DATA SHOWN: Begin

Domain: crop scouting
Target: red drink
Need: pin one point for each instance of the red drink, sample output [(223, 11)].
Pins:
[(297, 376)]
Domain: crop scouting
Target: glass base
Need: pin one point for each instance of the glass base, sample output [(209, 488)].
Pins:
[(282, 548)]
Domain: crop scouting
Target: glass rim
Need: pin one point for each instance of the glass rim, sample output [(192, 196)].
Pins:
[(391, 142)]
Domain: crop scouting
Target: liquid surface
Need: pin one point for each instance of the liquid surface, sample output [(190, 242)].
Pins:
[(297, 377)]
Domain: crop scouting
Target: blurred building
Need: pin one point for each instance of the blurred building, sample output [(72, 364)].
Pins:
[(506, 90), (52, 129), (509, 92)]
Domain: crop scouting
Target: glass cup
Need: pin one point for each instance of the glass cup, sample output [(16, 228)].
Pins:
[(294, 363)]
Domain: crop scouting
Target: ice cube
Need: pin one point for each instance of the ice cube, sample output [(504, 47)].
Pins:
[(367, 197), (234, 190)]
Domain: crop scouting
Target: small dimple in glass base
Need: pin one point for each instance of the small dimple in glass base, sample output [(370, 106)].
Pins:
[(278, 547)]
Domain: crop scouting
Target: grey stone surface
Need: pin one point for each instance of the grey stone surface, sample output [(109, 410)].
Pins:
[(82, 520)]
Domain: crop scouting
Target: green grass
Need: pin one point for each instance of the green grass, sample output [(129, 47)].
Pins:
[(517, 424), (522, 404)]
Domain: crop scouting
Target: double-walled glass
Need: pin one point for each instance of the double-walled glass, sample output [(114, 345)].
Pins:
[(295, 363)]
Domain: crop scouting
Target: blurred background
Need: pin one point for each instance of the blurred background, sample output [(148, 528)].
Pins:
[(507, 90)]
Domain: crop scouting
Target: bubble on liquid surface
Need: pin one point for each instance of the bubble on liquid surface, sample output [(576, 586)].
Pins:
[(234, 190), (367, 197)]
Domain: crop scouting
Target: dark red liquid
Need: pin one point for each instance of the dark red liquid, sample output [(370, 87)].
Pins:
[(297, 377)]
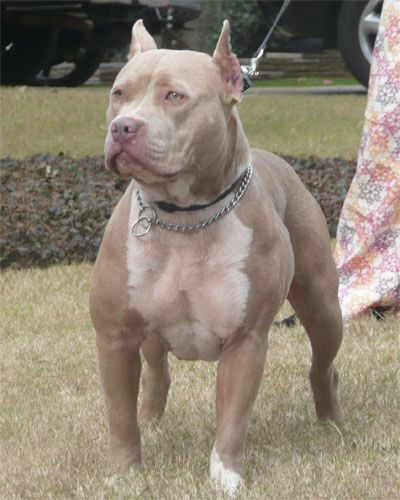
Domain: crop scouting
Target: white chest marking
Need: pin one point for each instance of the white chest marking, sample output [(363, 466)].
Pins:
[(229, 480), (191, 289), (181, 187)]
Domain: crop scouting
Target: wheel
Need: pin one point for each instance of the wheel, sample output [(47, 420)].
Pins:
[(357, 29), (23, 54), (84, 63)]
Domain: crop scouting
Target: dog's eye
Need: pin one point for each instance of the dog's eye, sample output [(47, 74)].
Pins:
[(174, 96)]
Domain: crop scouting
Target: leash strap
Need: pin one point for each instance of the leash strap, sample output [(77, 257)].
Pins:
[(251, 70)]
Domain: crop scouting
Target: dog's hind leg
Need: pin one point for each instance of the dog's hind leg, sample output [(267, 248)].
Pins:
[(155, 381), (316, 304)]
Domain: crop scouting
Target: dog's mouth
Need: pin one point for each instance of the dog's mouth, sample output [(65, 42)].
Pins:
[(127, 164)]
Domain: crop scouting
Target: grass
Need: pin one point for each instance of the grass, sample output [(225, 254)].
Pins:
[(73, 121), (53, 428), (305, 81)]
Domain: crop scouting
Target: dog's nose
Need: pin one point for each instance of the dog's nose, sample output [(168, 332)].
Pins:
[(123, 129)]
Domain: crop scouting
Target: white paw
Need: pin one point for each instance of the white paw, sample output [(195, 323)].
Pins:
[(228, 479)]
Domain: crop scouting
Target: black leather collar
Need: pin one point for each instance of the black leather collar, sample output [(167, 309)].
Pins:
[(171, 207)]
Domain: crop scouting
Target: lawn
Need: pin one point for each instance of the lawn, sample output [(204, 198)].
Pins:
[(53, 427), (52, 421), (73, 121)]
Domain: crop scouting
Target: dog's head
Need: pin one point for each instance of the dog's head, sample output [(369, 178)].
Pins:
[(170, 111)]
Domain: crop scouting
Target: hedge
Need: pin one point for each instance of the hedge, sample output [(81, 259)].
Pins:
[(54, 208)]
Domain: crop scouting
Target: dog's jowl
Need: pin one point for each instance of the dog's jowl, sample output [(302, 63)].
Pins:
[(208, 241)]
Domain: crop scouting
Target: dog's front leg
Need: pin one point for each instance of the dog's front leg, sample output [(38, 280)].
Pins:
[(120, 367), (240, 369)]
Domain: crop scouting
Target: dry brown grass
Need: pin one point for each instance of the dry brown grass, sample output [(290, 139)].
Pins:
[(53, 429), (73, 121)]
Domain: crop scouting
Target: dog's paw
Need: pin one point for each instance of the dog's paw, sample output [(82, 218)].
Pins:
[(227, 479)]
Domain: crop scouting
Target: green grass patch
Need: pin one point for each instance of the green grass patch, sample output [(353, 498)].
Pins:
[(306, 81), (53, 426), (73, 121)]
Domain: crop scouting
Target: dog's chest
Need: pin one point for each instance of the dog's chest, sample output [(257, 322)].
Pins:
[(191, 289)]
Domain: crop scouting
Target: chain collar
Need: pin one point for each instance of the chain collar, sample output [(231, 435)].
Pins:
[(147, 217)]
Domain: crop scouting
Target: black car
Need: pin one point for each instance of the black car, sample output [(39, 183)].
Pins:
[(349, 25), (37, 35)]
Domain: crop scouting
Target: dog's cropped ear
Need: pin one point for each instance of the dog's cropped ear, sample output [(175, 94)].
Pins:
[(228, 64), (141, 39)]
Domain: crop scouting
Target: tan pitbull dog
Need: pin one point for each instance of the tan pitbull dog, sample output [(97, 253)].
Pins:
[(208, 293)]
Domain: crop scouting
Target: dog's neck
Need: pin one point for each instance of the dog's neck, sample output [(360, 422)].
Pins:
[(204, 184)]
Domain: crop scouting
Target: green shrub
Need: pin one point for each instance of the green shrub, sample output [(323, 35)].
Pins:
[(54, 208)]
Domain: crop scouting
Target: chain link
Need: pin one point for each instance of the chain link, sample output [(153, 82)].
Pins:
[(143, 223)]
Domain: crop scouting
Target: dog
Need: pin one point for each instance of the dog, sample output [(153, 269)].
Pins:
[(207, 242)]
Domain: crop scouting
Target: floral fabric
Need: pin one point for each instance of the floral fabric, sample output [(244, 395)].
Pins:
[(368, 239)]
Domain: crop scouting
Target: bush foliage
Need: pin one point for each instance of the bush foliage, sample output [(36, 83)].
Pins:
[(54, 208)]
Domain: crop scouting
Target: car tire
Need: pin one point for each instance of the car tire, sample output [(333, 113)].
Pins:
[(81, 71), (19, 65), (349, 38)]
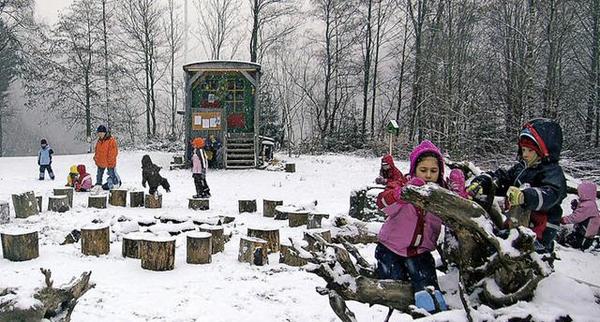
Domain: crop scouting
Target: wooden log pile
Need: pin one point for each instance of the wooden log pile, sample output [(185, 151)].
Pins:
[(48, 304)]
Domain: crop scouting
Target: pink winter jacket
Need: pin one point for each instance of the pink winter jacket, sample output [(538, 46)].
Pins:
[(408, 230), (587, 208), (199, 163)]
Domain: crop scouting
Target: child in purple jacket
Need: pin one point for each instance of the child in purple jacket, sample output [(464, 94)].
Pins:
[(410, 234), (585, 216)]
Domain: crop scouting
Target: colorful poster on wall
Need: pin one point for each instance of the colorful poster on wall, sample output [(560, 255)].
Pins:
[(202, 121)]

DATA SHOWN: End

-- WHAT YOU WILL DO --
Write out only the lines from the very start of the entries above to the line that includes "Target: grey stone surface", both ends included, each one unchanged.

-- FINISHED EXERCISE --
Domain: crop scouting
Target: red drink
Need: pin one point for each instance of the red drink, sample output [(223, 11)].
Pins:
[(297, 376)]
Domain: crop scouting
Target: glass base
Need: pin one point for each instance of the glass base, sample output [(209, 488)].
Pins:
[(282, 548)]
Domain: crop scouting
Target: glass rim
Need: pin one point for each instance of the glass rim, sample output [(192, 196)].
Pins:
[(391, 142)]
Domain: crop scouting
Target: liquid surface
Need: pin one point for each instance of the liquid surface, sample output [(190, 242)].
Pins:
[(297, 377)]
Domain: crop scouting
Target: blurred building
Need: pin one point for each instance of the blurred building, sample output [(72, 364)].
Pins:
[(506, 90), (52, 129), (509, 92)]
Domain: crop scouting
Target: glass cup
Need: pin one point for each instance of the glass cup, sample output [(16, 228)].
Pins:
[(294, 363)]
Domain: crop scouting
Target: ice cube
Need: pin one point for each instance of the ice cube, sample output [(504, 47)].
Pins:
[(367, 197), (234, 190)]
Domain: crop scouting
Target: small dimple in glass base
Need: pin one point for each instance of the small dimple in glass base, sample output [(370, 106)].
Pins:
[(278, 547)]
Domain: crop scouting
Target: grey stone surface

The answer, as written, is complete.